* [Exercise aim]
Turn the lines from the one containing "Target: white church" through the one containing "POLYGON ((110 170, 105" into a two-column CSV with the header row instruction,response. Give one row for each text and its answer, with each value in double quotes and its line breaks replaced by spaces.

####

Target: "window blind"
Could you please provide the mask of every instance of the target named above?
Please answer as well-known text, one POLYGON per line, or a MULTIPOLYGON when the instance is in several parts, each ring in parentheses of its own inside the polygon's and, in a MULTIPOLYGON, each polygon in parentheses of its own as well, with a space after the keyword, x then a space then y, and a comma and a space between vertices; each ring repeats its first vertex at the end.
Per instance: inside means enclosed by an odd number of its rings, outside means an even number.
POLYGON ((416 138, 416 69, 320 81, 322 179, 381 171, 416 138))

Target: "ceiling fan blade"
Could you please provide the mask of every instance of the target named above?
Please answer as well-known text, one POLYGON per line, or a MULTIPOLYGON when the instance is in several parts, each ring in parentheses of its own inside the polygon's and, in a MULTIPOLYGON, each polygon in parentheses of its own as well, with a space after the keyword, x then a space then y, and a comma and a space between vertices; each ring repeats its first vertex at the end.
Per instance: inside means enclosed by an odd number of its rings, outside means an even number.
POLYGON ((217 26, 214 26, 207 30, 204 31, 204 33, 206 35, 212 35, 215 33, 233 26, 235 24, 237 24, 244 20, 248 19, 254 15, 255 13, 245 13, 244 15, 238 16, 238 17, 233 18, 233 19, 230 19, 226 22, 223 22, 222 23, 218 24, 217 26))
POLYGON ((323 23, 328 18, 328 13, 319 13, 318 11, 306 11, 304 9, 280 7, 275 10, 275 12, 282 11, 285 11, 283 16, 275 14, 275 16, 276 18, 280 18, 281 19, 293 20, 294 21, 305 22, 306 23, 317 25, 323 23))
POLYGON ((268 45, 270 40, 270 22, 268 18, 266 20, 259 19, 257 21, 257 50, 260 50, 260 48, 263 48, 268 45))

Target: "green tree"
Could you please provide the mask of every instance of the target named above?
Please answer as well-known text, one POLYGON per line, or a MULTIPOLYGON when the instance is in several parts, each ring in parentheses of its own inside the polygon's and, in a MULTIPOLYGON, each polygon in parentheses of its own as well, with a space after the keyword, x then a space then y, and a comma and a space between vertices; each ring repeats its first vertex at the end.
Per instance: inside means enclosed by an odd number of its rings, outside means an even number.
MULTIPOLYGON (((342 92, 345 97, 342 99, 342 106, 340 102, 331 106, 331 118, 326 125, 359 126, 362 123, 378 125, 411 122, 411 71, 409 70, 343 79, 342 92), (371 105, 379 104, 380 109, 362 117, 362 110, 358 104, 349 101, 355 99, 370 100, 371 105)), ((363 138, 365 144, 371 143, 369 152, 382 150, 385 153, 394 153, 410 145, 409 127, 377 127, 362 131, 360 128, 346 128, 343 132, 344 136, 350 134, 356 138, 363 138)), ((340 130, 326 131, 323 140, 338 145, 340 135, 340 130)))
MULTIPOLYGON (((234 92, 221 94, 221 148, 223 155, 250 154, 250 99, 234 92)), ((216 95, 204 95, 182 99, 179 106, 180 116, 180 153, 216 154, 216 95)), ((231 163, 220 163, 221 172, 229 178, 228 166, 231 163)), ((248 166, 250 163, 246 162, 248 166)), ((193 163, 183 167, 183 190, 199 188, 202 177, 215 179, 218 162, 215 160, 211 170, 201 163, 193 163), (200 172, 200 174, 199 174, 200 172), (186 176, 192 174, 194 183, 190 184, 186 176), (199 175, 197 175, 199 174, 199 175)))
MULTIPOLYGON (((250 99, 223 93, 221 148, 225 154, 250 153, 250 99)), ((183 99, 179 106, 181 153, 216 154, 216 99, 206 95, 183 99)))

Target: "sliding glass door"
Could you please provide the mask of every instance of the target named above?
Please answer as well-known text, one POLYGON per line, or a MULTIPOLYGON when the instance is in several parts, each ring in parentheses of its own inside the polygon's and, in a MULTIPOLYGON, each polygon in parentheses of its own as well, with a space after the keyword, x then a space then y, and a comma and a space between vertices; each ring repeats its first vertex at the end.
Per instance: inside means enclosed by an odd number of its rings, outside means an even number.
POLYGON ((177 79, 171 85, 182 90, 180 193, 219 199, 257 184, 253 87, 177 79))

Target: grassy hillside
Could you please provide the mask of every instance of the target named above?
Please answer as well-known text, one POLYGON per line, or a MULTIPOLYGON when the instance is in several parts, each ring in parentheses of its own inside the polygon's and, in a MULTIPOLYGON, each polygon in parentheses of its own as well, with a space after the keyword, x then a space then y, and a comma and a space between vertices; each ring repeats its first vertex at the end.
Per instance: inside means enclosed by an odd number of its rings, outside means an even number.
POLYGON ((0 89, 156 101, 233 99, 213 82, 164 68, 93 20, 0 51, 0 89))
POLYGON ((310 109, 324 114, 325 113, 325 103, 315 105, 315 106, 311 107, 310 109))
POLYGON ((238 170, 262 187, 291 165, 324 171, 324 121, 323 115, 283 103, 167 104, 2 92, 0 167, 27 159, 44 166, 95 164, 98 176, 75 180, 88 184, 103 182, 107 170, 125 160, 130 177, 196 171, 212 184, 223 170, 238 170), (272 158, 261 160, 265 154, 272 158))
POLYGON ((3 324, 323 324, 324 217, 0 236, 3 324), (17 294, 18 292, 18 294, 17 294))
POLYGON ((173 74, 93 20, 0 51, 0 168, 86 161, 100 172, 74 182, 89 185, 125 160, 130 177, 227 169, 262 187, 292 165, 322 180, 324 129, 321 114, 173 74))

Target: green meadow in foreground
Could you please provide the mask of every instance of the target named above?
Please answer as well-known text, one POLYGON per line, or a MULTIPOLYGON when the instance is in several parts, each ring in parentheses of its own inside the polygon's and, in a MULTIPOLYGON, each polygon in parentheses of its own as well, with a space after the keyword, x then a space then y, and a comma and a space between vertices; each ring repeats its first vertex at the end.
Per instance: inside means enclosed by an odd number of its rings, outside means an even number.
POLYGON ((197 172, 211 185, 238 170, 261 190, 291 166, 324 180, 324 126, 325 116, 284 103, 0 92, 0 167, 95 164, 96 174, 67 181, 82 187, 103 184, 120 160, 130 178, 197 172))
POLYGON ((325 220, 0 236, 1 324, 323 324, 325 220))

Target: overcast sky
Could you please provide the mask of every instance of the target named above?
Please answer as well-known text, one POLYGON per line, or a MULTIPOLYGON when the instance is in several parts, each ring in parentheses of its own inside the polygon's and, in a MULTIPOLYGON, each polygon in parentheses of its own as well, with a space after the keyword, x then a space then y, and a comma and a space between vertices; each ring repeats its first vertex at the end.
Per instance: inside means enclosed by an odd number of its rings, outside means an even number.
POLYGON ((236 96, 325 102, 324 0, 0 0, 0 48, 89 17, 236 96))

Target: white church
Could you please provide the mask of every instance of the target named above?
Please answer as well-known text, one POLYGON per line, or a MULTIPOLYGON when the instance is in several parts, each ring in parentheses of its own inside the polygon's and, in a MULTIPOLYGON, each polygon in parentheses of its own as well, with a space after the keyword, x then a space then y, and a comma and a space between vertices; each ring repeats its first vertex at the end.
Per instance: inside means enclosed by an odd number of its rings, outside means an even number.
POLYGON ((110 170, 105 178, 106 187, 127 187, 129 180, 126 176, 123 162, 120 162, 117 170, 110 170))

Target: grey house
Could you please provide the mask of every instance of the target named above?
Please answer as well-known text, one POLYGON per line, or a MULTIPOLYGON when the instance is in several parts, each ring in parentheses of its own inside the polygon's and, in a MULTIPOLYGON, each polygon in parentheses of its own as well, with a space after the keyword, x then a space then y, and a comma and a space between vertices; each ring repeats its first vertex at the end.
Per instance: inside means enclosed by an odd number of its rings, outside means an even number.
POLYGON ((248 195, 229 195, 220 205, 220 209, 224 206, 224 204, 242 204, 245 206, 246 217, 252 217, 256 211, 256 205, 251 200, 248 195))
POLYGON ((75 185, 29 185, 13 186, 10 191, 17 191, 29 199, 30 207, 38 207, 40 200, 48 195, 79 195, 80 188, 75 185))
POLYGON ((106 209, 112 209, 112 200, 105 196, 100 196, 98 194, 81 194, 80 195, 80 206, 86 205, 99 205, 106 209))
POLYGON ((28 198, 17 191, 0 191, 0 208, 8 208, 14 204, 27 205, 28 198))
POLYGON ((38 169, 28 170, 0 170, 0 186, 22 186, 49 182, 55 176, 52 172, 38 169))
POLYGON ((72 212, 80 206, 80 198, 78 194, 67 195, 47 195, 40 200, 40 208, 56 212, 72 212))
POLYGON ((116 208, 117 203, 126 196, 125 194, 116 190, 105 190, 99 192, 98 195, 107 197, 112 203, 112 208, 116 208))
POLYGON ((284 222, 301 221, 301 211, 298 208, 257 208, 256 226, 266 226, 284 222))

####

* [Output]
instruction,response
"Target: white church Could you please provide the mask of every instance of the target named above? Please answer as well-known text, one POLYGON per line, or a MULTIPOLYGON when the instance is in several parts, each ring in parentheses of its own inside the polygon's and, in a MULTIPOLYGON, each polygon in parentheses of its own as well, with a space after the keyword, x then a space then y, and a comma and a space between vertices; each ring repeats its first vertex at the end. Per instance: inside means enclosed by an odd number of its rings, outside means an even number.","POLYGON ((110 170, 105 178, 106 187, 127 187, 129 180, 126 176, 123 162, 120 162, 117 170, 110 170))"